◆ **Task details**
Without including pictures, set down every record exactly as it stands.

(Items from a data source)
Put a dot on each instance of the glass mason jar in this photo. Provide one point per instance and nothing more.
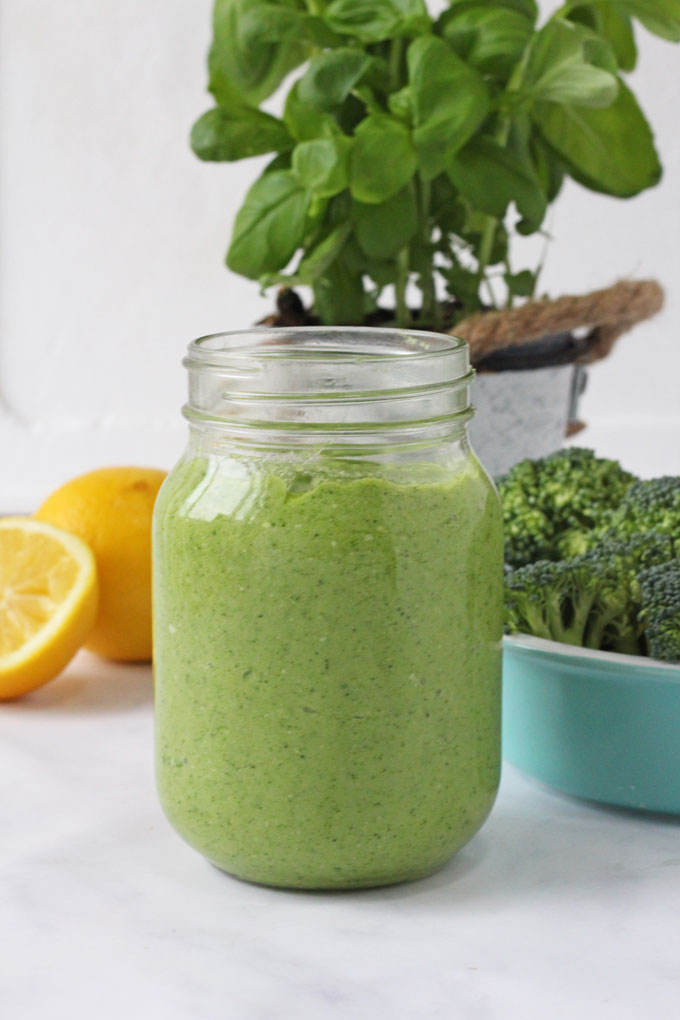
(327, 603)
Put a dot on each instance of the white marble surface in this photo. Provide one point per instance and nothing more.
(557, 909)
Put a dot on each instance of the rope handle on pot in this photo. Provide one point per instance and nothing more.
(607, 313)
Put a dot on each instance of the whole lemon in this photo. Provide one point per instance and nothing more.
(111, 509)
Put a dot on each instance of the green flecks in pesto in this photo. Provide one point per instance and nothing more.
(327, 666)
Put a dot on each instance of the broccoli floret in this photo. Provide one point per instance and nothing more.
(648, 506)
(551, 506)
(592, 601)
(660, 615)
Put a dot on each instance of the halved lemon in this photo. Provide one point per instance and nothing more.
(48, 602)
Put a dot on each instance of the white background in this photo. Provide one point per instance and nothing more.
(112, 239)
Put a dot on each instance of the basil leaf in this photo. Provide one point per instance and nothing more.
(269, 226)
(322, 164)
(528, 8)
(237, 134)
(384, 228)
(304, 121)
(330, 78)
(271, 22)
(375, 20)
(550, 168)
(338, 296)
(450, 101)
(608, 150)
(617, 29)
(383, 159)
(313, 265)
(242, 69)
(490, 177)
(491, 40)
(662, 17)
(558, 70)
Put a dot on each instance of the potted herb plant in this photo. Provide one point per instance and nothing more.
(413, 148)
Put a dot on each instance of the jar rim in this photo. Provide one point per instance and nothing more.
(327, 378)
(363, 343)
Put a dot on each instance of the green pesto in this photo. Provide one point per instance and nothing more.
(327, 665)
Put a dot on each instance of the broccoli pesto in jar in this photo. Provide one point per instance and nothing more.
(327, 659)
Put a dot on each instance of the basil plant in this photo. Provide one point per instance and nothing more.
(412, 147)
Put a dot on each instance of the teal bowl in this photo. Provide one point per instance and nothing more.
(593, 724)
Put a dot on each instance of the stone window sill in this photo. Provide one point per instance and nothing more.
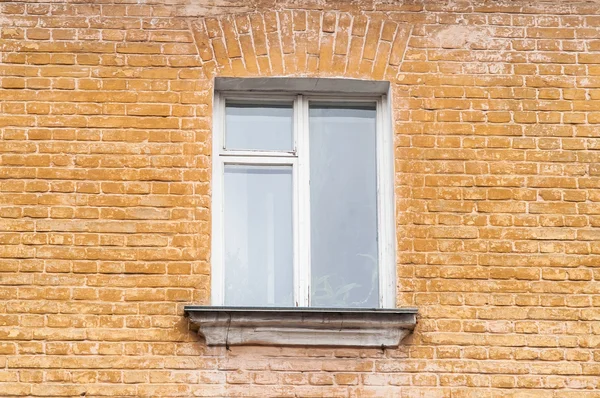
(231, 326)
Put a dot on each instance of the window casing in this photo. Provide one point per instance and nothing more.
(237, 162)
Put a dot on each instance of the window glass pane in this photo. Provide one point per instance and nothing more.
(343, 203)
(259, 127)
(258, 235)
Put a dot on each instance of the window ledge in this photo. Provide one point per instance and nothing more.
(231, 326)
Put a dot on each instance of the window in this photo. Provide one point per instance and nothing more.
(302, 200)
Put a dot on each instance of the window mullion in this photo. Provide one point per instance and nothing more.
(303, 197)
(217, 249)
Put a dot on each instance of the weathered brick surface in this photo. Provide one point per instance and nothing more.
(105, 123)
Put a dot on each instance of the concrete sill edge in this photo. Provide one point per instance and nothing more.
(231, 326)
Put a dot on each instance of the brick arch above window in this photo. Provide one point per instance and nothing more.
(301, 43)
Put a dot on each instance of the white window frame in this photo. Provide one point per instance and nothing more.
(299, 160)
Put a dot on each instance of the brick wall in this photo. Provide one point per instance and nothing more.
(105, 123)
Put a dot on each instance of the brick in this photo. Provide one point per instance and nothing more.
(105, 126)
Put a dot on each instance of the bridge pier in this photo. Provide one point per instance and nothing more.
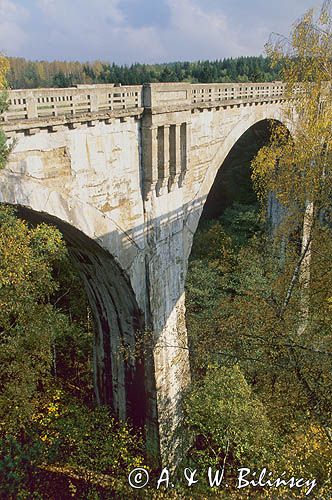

◆ **Solution below**
Put a dot on each instance of the glass mason jar in this photo. Provide one point per instance and nothing more.
(327, 603)
Put a dot on each instance of the white marble surface in this photo. Provide one point per instance and nothing more.
(557, 909)
Put a dot on each instance of the rope handle on pot in this photo. Provide one point per instance and nothing more.
(607, 313)
Put a dot on each instance of the whole lemon in this photo. Provide one point per instance and nothing more.
(111, 509)
Put a dot on each instance of the green flecks in pesto in this photo. Provide one point per instance and nothing more.
(327, 666)
Put a dot on each instance of the broccoli floret in this photo. Provide one point per instance and nothing more.
(648, 506)
(551, 506)
(592, 601)
(660, 615)
Put a dot on each instance of the halved lemon in this photo. Provide one point per instance and nothing more.
(48, 602)
Put a dot on each instance of the white background in this photo. Provide one point per instance and nothing more.
(112, 239)
Put a dot on each instance of the basil leaf in this photo. Provide one point per instance and nothing more.
(269, 226)
(322, 164)
(528, 8)
(237, 134)
(384, 228)
(304, 121)
(330, 78)
(271, 22)
(375, 20)
(550, 168)
(338, 296)
(450, 101)
(608, 150)
(617, 29)
(383, 159)
(313, 265)
(242, 69)
(490, 177)
(491, 40)
(662, 17)
(558, 70)
Put a dot on each instance of the potted herb plant in this photo. Provide one point per instance and nothing more.
(413, 148)
Put a dot on each instance of the jar rim in this photo. Provide one point per instance and nothing more.
(327, 378)
(363, 343)
Put a dot on each instance of the green pesto in this photo. Provide one point per instance and nothing more.
(327, 665)
Put a dot on each instance of the broccoli pesto in jar in this photo. Provide one point per instance and nothing more.
(327, 659)
Put a dot on each instance of the basil plant in this photo. Provide one point per instance and nothing more.
(412, 147)
Put a dot on each instance of the teal bowl in this photo. Provide one point per instance and nothing more.
(593, 724)
Put a dot on each instance of the stone window sill in this photo. Provide one point per instance and nothing more.
(231, 326)
Put a dot on each instance of the window casing in this photo. Provide one point per instance and nothing more.
(237, 162)
Put a dot on each instance of the window glass pane in this photo. Provide one point per instance and nothing more.
(343, 203)
(259, 127)
(258, 235)
Put a dot on each instance of the window ledge in this photo. Provide one point per instance and nothing more.
(231, 326)
Put a dot on each instance of the window in this photo. Provide one point per instance and nothing more.
(302, 200)
Put a dot on each instance of the window mullion in this photo. Provide one point per instance and nothing more.
(303, 197)
(217, 249)
Put a dot on each instance of the weathered brick surface in this photo. Provide one point per instance and nothing more.
(105, 123)
Put a dot on each instance of the concrete sill edge in this photo. Provide one point per instance and nothing more.
(231, 326)
Put a dot on each instance of the brick arch above window in this photo. Provide one point per instance and nothing more.
(301, 43)
Put a dot on each instance of the white window frame in this photo. Provide one point per instance and nothing more.
(299, 160)
Put a dot on each instance of the brick wall in this photo. Provide one point per instance and nothing more.
(105, 123)
Put a dot on each instance of the brick in this photo. Provide one point per instance and nothing more.
(105, 126)
Put a dot on each instance of the bridge pier in this photo. Provide one point per instance and nothing more.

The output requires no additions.